**** EXTRACT
# Becoming a guitar teacher in the UK... help please



## Uncle Remus (Jul 24, 2009)

Heyo 

So after searching tirelessly for a job in my area i've come to the conclusion that
i'd much rather spend my time teaching guitar and doing something i enjoy than stacking shelves.

I was wondering what i should do to start up though. I'm 17, 18 in December, with an area full of people wanting to learn
but i need to know how i can be more attractive than the local music store (that offers private lessons for around £12 for 30 minutes.)

I think my first questions are:

What should i do to advertise lessons?
What can i do to show that i can teach guitar?
What should i charge?
Any special offers to attract more potential students?
What legal requirements do i need? CRB etc

If i have missed anything important please let me know 

I recently performed a (what i've been told) is a grade 7 piece: Prelude No. 1 by H. Villa Lobos to a live audience.
I have played classical for around 10 years now but have never taken any formal gradings or examinations to prove what level i am at.
I also got an A in music GCSE so am pretty up to scratch with theory.

I have also played electric for about 5 years and am decent enough at that to teach beginner to intermediate.
********
§ **REQUESTS**
A) In the post, what does the local music store charge for private lessons?
B) Retype word for word the part of the post that opens with the words containing "I think my first" and closes with "a live audience.".
**** DATA BLOCK
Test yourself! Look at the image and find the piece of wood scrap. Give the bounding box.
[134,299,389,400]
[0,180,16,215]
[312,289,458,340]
********
§ **EXERCISE SOLUTIONS**
A) Around £12 for 30 minutes.

B)
I think my first questions are:

What should i do to advertise lessons?
What can i do to show that i can teach guitar?
What should i charge?
Any special offers to attract more potential students?
What legal requirements do i need? CRB etc

If i have missed anything important please let me know 

I recently performed a (what i've been told) is a grade 7 piece: Prelude No. 1 by H. Villa Lobos to a live audience.